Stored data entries
........

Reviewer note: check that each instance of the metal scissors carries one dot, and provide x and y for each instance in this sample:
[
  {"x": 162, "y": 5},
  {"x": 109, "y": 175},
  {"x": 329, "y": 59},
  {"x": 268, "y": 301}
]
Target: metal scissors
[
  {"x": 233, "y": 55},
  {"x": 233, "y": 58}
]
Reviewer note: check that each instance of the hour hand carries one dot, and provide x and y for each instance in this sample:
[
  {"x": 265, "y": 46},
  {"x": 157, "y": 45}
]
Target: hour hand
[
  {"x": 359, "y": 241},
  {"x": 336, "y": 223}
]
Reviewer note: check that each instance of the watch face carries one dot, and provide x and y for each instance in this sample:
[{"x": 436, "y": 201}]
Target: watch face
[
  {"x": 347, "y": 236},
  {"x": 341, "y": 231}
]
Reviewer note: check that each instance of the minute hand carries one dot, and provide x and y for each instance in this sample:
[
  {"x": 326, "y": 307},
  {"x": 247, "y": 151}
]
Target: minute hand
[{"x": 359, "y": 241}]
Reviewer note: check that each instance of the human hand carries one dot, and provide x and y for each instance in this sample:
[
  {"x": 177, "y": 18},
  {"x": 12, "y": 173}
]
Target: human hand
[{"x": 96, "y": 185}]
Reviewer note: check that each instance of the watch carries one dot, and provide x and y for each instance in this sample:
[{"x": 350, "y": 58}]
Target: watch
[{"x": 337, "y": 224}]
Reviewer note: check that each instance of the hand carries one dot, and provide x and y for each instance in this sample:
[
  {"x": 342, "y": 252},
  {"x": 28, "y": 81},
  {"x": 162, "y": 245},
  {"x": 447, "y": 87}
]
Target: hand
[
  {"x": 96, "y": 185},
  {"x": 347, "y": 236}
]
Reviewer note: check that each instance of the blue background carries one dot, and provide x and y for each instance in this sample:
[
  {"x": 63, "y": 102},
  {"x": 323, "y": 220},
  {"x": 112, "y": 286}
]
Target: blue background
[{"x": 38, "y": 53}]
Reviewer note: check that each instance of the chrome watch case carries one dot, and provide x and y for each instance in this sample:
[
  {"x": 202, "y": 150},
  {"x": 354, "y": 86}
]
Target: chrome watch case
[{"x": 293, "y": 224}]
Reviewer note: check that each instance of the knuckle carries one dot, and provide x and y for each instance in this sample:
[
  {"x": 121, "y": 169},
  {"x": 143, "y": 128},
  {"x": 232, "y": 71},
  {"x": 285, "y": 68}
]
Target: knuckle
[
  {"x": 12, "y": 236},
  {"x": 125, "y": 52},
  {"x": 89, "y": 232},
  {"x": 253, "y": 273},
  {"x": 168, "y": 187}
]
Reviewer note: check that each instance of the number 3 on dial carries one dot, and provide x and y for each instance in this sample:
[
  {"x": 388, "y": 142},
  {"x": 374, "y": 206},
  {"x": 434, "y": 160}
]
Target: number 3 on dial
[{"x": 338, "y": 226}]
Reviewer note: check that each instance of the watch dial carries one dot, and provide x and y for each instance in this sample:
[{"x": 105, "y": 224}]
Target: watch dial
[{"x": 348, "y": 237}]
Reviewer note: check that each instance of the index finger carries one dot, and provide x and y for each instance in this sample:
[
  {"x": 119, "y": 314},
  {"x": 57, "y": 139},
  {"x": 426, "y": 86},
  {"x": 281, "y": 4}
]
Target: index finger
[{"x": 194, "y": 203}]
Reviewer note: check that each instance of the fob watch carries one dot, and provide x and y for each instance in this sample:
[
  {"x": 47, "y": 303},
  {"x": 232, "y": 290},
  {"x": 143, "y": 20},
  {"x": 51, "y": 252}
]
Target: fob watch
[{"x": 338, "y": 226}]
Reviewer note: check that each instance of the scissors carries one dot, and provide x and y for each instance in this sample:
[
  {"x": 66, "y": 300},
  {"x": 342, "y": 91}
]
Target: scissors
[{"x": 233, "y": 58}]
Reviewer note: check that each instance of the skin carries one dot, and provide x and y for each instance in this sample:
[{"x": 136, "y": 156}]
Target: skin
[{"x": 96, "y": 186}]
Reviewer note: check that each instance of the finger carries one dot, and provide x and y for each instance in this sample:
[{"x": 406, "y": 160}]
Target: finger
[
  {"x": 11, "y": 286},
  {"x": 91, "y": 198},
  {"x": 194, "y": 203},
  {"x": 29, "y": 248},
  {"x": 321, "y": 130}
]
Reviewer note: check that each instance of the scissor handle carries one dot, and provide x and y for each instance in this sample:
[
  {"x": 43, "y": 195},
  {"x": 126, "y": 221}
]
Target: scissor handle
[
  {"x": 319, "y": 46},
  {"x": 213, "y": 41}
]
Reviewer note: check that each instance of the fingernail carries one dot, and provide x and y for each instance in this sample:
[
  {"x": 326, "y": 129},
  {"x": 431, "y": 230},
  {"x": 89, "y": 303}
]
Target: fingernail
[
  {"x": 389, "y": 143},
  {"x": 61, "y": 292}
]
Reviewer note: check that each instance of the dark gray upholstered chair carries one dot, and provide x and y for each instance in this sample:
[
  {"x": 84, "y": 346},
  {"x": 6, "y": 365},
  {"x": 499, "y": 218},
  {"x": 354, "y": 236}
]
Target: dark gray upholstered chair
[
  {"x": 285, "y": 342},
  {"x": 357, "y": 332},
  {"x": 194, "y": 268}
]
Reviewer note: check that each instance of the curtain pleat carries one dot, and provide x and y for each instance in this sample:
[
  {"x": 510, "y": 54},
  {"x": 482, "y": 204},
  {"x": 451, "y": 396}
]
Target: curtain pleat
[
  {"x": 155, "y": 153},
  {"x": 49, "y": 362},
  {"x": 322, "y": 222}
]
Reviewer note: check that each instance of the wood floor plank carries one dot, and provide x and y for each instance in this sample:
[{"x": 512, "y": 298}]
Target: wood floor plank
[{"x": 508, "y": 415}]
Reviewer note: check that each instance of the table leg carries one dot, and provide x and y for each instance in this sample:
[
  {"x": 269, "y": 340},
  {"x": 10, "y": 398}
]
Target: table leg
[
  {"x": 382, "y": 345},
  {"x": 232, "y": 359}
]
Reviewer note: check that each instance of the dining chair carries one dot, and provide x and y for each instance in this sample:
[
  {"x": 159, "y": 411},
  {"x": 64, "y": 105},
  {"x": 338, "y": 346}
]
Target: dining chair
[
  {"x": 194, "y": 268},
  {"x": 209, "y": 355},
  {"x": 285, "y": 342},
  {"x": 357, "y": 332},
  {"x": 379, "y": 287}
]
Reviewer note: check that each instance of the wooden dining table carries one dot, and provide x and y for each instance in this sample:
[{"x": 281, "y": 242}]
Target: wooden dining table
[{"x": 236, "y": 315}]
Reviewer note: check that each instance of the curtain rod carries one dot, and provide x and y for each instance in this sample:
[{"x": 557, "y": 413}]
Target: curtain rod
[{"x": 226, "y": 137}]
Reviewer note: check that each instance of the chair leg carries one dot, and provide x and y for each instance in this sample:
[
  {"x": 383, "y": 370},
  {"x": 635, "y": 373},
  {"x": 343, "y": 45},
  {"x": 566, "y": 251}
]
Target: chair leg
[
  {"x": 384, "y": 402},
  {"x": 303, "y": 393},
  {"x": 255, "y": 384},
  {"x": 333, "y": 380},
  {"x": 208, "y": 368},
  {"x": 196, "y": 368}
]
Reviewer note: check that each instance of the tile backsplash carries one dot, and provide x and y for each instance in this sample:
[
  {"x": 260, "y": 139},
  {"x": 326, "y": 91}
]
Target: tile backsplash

........

- [AIM OF THE EXERCISE]: Having gone through the data above, repeat it exactly.

- [OUTPUT FOR THIS TASK]:
Reviewer note: check that each instance of the metal scissors carries one dot, and provide x and y for each instance in this sample:
[
  {"x": 162, "y": 5},
  {"x": 109, "y": 175},
  {"x": 329, "y": 59},
  {"x": 268, "y": 301}
]
Target: metal scissors
[
  {"x": 233, "y": 55},
  {"x": 233, "y": 58}
]
Reviewer note: check that each instance of the hour hand carries one dot, and provide x and y for each instance in this sample:
[
  {"x": 265, "y": 46},
  {"x": 157, "y": 45}
]
Target: hour hand
[
  {"x": 359, "y": 241},
  {"x": 336, "y": 223}
]
Reviewer note: check that each instance of the watch face carries one dot, and provide x and y for each instance in this sample:
[{"x": 436, "y": 201}]
Target: watch face
[
  {"x": 347, "y": 236},
  {"x": 341, "y": 231}
]
Reviewer note: check that each instance of the minute hand carries one dot, and provide x and y for each instance in this sample:
[
  {"x": 326, "y": 307},
  {"x": 247, "y": 151}
]
Target: minute hand
[{"x": 359, "y": 241}]
Reviewer note: check that each instance of the human hand carries one dot, and provide x and y for each instance in this sample:
[
  {"x": 177, "y": 18},
  {"x": 12, "y": 173}
]
Target: human hand
[{"x": 96, "y": 185}]
Reviewer note: check that each instance of the watch carries one dot, and provide x and y for each instance in this sample:
[{"x": 350, "y": 58}]
Target: watch
[{"x": 337, "y": 224}]
Reviewer note: check that each instance of the hand carries one dot, and provide x and y for each instance in this sample:
[
  {"x": 342, "y": 252},
  {"x": 28, "y": 81},
  {"x": 162, "y": 245},
  {"x": 447, "y": 87}
]
Target: hand
[
  {"x": 96, "y": 185},
  {"x": 347, "y": 236}
]
Reviewer note: check that each instance of the blue background carries one dot, and provide x and y for each instance in this sample:
[
  {"x": 63, "y": 102},
  {"x": 323, "y": 220},
  {"x": 112, "y": 286}
]
Target: blue background
[{"x": 38, "y": 53}]
Reviewer note: check that each instance of the chrome watch case carries one dot, and provide x and y for each instance in this sample:
[
  {"x": 202, "y": 150},
  {"x": 354, "y": 86}
]
Target: chrome watch case
[{"x": 293, "y": 224}]
Reviewer note: check that each instance of the knuckle carries one dot, and provide x and y for each instance in this sample:
[
  {"x": 121, "y": 169},
  {"x": 143, "y": 128},
  {"x": 232, "y": 71},
  {"x": 285, "y": 68}
]
Target: knuckle
[
  {"x": 12, "y": 236},
  {"x": 125, "y": 52},
  {"x": 89, "y": 232},
  {"x": 253, "y": 273},
  {"x": 168, "y": 187}
]
Reviewer note: check that each instance of the number 3 on dial carries one dot, and provide x and y for each instance in this sample:
[
  {"x": 388, "y": 142},
  {"x": 374, "y": 206},
  {"x": 434, "y": 160}
]
Target: number 3 on dial
[{"x": 338, "y": 226}]
Reviewer note: check that each instance of the watch dial carries one dot, and provide x and y for each instance in this sample:
[{"x": 105, "y": 224}]
Target: watch dial
[{"x": 348, "y": 237}]
Reviewer note: check that each instance of the index finger carries one dot, and provide x and y for each instance in this sample:
[
  {"x": 119, "y": 314},
  {"x": 57, "y": 139},
  {"x": 426, "y": 86},
  {"x": 281, "y": 4}
]
Target: index finger
[{"x": 194, "y": 203}]
Reviewer note: check that each instance of the fob watch carries one dot, and provide x and y for each instance in this sample:
[
  {"x": 47, "y": 303},
  {"x": 232, "y": 290},
  {"x": 143, "y": 20},
  {"x": 51, "y": 252}
]
Target: fob watch
[{"x": 338, "y": 226}]
Reviewer note: check that each instance of the scissors carries one dot, and provide x and y for each instance in this sample:
[
  {"x": 66, "y": 300},
  {"x": 342, "y": 91}
]
Target: scissors
[{"x": 233, "y": 58}]
Reviewer note: check that each instance of the skin carries one dot, and provide x and y for each instance in this sample:
[{"x": 136, "y": 156}]
Target: skin
[{"x": 96, "y": 186}]
Reviewer note: check that each instance of the finger carries one dot, and provide x and y for each instance in this sample:
[{"x": 406, "y": 160}]
Target: finger
[
  {"x": 11, "y": 286},
  {"x": 91, "y": 198},
  {"x": 194, "y": 203},
  {"x": 29, "y": 248},
  {"x": 321, "y": 130}
]
Reviewer note: check that each instance of the scissor handle carries one dot, and provide x and y for each instance in this sample:
[
  {"x": 43, "y": 195},
  {"x": 126, "y": 221}
]
Target: scissor handle
[
  {"x": 319, "y": 46},
  {"x": 213, "y": 41}
]
Reviewer note: check that each instance of the fingernail carries one dot, and provide x and y for each instance in this sample:
[
  {"x": 326, "y": 129},
  {"x": 431, "y": 230},
  {"x": 89, "y": 303}
]
Target: fingernail
[
  {"x": 389, "y": 143},
  {"x": 61, "y": 292}
]
Reviewer note: check that each instance of the dark gray upholstered chair carries one dot, and provide x and y for each instance in this sample:
[
  {"x": 84, "y": 346},
  {"x": 6, "y": 365},
  {"x": 499, "y": 218},
  {"x": 354, "y": 236}
]
Target: dark gray upholstered chair
[
  {"x": 285, "y": 342},
  {"x": 357, "y": 332},
  {"x": 194, "y": 268}
]
Reviewer note: check that each instance of the curtain pleat carries one dot, and provide x and y for each instance in this sample:
[
  {"x": 510, "y": 54},
  {"x": 482, "y": 204},
  {"x": 451, "y": 396}
]
Target: curtain pleat
[
  {"x": 155, "y": 153},
  {"x": 49, "y": 362},
  {"x": 322, "y": 222}
]
Reviewer note: check that each instance of the wood floor plank carries one dot, and provide x and y for each instance in this sample:
[{"x": 512, "y": 298}]
Target: wood floor plank
[{"x": 508, "y": 415}]
Reviewer note: check that each instance of the table leg carries one dot, and provide x and y for each instance in this sample:
[
  {"x": 269, "y": 340},
  {"x": 10, "y": 398}
]
Target: table leg
[
  {"x": 382, "y": 345},
  {"x": 232, "y": 359}
]
Reviewer note: check that each instance of the dining chair carries one dot, and provide x and y for each instance in this sample:
[
  {"x": 159, "y": 411},
  {"x": 64, "y": 105},
  {"x": 338, "y": 346}
]
Target: dining chair
[
  {"x": 194, "y": 268},
  {"x": 209, "y": 355},
  {"x": 285, "y": 342},
  {"x": 357, "y": 332},
  {"x": 379, "y": 287}
]
Reviewer note: check that each instance of the wooden dining table carries one dot, and provide x and y for each instance in this sample:
[{"x": 281, "y": 242}]
Target: wooden dining table
[{"x": 236, "y": 315}]
Reviewer note: check that each instance of the curtain rod carries one dot, and provide x and y for each instance in this sample:
[{"x": 557, "y": 413}]
Target: curtain rod
[{"x": 226, "y": 137}]
Reviewer note: check that each instance of the chair leg carries one dot, and provide x and y for each instance in this sample:
[
  {"x": 383, "y": 370},
  {"x": 635, "y": 373},
  {"x": 343, "y": 45},
  {"x": 566, "y": 251}
]
Target: chair leg
[
  {"x": 384, "y": 402},
  {"x": 303, "y": 393},
  {"x": 255, "y": 384},
  {"x": 333, "y": 380},
  {"x": 208, "y": 368},
  {"x": 196, "y": 368}
]
Reviewer note: check that each instance of the tile backsplash carries one dot, and provide x and y for each instance in this sample:
[
  {"x": 260, "y": 139},
  {"x": 326, "y": 91}
]
Target: tile backsplash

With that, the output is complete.